Goal of the exercise:
Please repeat word for word the stretch of the items below from the line containing "agricultural field with a bounding box." through the line containing "[212,393,287,450]", with both of those lines included and nothing else.
* Begin Entries *
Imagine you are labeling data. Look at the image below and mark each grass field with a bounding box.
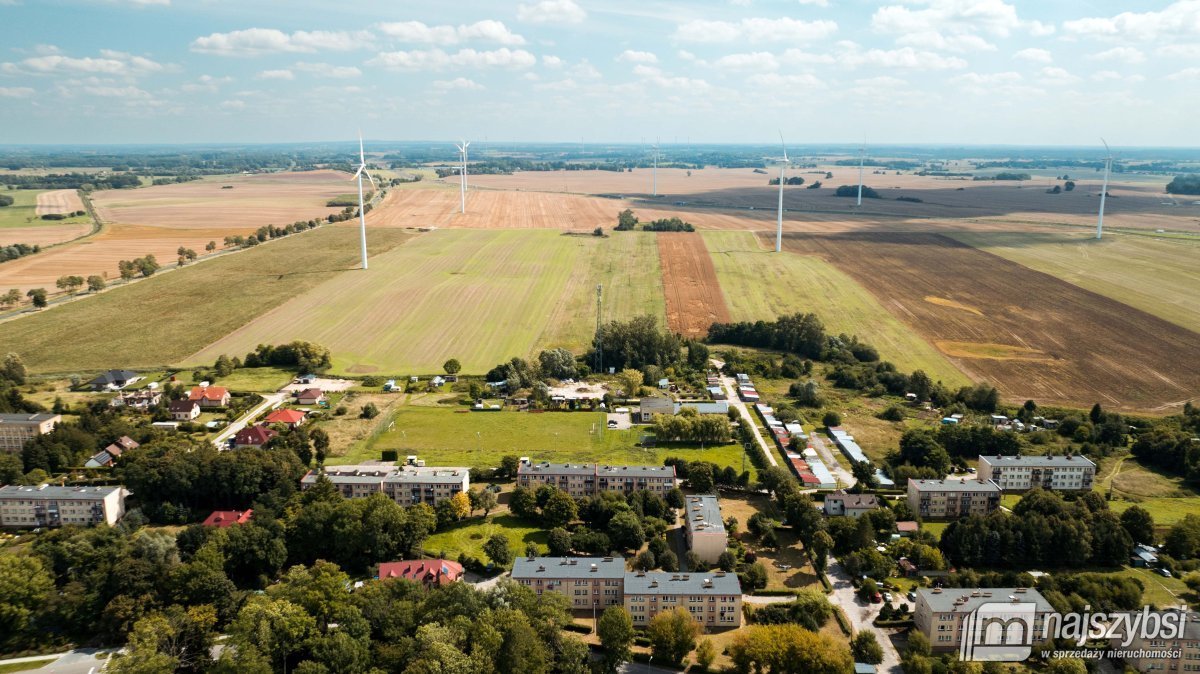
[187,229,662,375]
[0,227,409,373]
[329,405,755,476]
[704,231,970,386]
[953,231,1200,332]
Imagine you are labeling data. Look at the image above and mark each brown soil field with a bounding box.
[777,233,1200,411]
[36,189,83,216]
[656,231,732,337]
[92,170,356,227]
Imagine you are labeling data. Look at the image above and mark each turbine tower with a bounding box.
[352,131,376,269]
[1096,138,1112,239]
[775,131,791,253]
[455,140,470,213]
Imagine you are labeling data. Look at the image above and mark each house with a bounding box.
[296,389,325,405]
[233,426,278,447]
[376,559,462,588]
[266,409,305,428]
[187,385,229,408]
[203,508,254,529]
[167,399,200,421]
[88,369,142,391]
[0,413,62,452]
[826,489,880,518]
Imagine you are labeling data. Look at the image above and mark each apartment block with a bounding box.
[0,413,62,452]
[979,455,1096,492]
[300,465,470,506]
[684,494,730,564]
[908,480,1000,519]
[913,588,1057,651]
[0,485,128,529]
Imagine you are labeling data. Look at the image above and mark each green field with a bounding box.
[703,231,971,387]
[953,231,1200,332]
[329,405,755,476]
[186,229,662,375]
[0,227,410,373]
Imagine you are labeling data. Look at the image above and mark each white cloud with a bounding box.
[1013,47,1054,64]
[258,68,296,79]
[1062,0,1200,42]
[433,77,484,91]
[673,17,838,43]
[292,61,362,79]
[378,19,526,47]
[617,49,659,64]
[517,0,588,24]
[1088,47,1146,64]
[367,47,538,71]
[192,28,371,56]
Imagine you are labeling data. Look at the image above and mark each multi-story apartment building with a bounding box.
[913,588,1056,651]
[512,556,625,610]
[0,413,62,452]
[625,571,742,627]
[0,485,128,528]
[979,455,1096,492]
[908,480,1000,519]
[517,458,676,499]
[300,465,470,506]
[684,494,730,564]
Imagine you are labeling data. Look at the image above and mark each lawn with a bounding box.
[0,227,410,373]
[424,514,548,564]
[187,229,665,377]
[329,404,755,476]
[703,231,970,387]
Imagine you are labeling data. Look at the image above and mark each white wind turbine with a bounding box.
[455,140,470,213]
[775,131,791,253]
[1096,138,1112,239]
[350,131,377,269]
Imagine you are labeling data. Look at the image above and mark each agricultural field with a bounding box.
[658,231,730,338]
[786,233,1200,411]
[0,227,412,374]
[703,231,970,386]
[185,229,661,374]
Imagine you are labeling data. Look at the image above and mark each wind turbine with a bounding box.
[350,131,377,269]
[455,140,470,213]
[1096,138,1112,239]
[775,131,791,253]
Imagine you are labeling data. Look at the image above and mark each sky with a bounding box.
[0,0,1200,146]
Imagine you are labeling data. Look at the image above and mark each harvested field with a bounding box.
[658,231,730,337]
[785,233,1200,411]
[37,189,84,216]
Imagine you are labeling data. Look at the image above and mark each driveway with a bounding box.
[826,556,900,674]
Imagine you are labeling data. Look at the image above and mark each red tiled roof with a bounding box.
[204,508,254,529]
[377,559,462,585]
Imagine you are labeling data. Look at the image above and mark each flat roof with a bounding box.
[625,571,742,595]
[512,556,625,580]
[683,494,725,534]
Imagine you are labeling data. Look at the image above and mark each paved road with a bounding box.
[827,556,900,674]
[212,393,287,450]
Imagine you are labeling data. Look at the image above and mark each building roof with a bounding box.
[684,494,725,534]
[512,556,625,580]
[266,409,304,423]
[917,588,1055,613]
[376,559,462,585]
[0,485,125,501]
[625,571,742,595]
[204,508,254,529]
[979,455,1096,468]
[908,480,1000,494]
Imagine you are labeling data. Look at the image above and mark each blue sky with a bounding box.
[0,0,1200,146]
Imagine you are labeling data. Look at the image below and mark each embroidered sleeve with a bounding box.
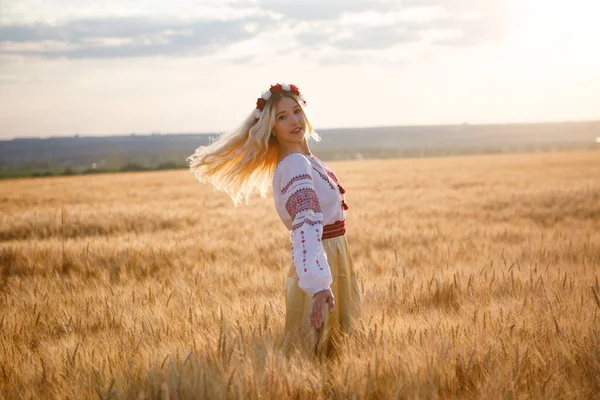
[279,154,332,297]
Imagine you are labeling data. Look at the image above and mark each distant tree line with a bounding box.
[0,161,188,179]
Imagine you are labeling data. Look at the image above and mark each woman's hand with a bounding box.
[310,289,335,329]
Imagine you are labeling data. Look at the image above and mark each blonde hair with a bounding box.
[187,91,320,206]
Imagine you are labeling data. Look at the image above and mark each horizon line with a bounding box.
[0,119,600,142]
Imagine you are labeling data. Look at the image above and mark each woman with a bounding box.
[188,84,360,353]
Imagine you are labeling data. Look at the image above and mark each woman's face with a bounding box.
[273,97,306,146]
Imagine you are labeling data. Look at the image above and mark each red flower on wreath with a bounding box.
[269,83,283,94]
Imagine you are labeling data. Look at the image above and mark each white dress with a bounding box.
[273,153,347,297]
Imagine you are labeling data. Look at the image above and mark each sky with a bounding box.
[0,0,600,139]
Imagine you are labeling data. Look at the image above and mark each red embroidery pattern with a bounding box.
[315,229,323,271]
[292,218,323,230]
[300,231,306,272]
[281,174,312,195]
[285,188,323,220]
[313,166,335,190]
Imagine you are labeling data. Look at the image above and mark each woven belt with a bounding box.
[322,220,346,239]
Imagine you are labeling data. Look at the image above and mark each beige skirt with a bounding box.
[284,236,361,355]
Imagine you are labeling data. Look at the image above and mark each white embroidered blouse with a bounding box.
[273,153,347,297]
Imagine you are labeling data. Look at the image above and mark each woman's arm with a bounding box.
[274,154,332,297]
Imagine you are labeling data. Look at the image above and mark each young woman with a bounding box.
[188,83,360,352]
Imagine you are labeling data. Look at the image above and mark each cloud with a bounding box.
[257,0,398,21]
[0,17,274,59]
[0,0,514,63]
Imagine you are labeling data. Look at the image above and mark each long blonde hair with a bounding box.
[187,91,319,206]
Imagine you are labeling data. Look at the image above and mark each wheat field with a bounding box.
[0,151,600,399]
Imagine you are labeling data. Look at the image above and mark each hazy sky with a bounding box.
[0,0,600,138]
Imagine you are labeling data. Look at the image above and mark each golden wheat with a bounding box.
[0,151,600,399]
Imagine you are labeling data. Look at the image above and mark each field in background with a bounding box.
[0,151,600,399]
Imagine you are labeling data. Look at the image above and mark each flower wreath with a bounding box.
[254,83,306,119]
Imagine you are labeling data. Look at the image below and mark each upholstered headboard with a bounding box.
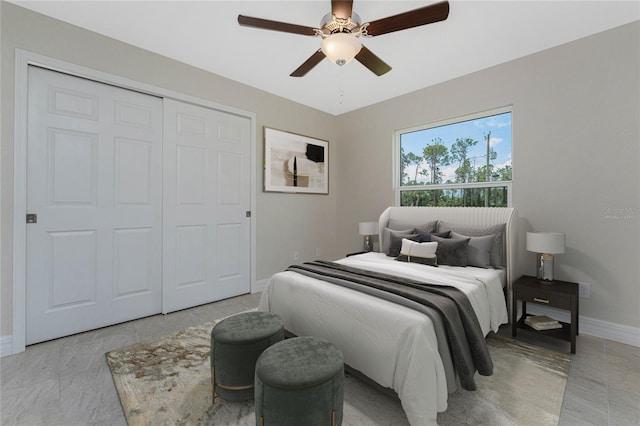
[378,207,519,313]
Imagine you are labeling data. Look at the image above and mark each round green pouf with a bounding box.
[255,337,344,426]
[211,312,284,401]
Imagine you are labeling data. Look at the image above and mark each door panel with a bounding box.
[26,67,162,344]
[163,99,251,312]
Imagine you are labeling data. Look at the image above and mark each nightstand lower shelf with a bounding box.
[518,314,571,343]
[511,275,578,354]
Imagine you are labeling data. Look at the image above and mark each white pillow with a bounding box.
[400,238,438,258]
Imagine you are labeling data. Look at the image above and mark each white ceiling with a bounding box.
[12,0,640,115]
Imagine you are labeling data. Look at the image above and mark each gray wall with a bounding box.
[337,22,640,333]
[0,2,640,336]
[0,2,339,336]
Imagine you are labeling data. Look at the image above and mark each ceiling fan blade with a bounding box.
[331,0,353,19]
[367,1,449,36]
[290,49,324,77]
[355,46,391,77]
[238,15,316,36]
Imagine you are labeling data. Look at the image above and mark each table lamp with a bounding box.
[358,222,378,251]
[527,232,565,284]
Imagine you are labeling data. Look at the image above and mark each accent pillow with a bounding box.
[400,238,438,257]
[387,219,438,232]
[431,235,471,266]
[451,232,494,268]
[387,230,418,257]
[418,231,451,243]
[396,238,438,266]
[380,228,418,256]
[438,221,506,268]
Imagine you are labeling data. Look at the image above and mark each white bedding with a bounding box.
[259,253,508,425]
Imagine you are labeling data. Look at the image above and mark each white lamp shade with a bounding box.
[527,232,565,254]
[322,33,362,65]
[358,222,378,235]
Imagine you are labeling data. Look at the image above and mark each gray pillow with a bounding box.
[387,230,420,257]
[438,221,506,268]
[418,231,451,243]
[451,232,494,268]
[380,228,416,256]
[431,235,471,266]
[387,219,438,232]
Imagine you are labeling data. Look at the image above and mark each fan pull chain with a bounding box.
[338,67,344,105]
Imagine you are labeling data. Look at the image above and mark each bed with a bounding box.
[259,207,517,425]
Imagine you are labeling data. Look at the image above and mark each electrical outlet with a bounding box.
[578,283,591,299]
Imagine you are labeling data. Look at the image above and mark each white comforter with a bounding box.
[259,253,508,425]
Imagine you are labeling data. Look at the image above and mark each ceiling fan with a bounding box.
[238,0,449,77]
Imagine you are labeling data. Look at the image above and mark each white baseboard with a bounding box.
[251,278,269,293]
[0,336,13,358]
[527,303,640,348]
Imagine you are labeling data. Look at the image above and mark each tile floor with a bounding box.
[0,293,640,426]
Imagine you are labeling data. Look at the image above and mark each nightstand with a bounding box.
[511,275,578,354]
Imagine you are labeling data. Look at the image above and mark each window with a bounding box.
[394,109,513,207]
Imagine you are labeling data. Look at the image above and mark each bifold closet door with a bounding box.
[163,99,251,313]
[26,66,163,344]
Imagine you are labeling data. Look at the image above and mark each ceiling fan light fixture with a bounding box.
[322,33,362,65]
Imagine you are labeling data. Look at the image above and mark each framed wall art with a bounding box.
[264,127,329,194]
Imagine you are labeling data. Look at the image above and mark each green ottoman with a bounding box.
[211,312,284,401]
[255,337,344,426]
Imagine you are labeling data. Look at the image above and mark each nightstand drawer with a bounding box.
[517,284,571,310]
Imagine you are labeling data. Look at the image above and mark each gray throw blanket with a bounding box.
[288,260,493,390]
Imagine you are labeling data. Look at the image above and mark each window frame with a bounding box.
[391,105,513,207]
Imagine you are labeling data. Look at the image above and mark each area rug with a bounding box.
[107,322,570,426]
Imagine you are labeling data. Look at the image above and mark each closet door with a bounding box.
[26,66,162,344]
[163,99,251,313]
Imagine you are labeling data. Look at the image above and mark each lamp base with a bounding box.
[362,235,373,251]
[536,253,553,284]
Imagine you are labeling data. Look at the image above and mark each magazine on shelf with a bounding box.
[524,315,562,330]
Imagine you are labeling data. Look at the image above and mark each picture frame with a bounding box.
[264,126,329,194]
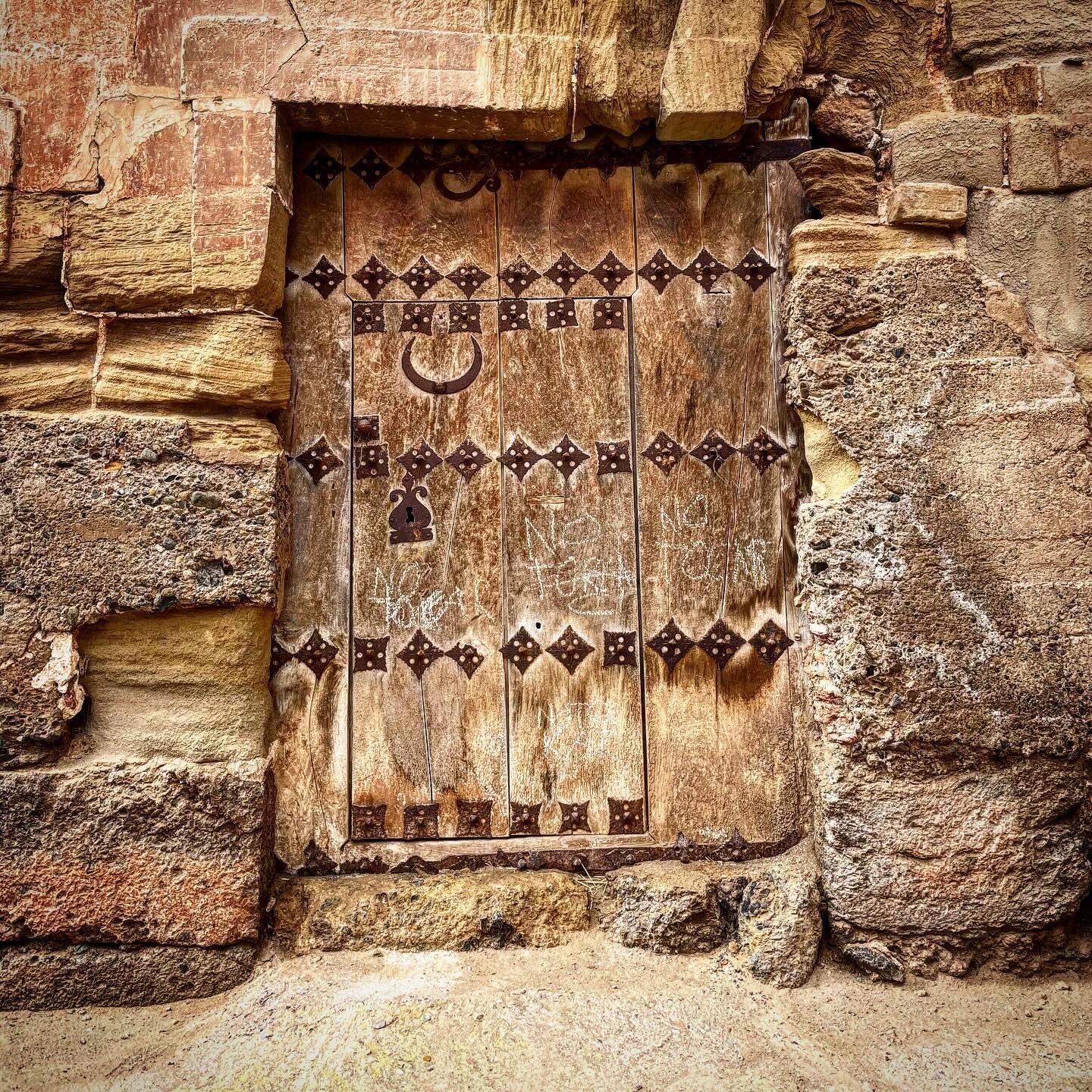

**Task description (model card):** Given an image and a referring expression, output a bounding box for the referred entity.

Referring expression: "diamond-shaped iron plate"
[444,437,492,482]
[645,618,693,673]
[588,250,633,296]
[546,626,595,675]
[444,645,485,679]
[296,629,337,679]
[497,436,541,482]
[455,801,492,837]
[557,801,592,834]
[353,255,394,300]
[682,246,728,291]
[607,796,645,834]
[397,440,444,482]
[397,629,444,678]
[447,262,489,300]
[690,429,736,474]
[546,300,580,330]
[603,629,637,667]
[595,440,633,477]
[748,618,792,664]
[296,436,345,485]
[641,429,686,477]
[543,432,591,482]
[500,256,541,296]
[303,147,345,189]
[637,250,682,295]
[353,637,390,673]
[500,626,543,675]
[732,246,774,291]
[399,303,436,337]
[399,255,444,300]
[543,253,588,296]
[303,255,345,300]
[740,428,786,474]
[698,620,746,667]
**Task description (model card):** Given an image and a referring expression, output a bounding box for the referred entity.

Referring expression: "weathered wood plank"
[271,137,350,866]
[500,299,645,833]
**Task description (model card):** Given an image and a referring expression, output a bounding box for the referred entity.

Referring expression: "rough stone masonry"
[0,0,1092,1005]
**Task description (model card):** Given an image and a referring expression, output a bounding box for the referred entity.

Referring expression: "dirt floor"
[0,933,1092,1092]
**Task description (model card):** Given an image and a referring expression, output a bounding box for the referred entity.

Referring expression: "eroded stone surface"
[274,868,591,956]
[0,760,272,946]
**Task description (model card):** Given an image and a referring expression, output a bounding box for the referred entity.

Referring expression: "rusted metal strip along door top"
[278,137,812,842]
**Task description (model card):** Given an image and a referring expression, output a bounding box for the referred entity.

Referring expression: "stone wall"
* End Entries *
Final result:
Imagine you are labeling data. Look at the image above and mark each agricultural field with a bounding box.
[658,231,730,338]
[786,233,1200,411]
[0,227,412,374]
[703,231,970,386]
[185,229,661,374]
Imagine you are labeling data. Look at the image above and mark each wind turbine with a bounding box.
[350,131,377,269]
[455,140,470,213]
[1096,138,1112,239]
[775,131,791,253]
Imagine you are labeling data. Look at the image above and mark each sky with a bounding box.
[0,0,1200,146]
Imagine you are labeling data. Look at the image above and mark each harvested field with a bounding box.
[658,231,730,337]
[785,233,1200,411]
[37,189,84,216]
Imagine you are labeling data. Look at the image above and mark each driveway with a bounding box.
[826,556,900,674]
Imagine you are labeling data. Look at the image above and mark each red tiled roof with a bounding box.
[204,508,254,529]
[377,559,462,585]
Imagine you are labeling data. Look at the image above and mark each flat roof with a bounding box.
[625,571,742,595]
[512,556,625,580]
[683,494,725,534]
Imagine you are labeling data. Look at the image above and mark each paved road with a bounding box.
[827,556,900,674]
[212,393,287,450]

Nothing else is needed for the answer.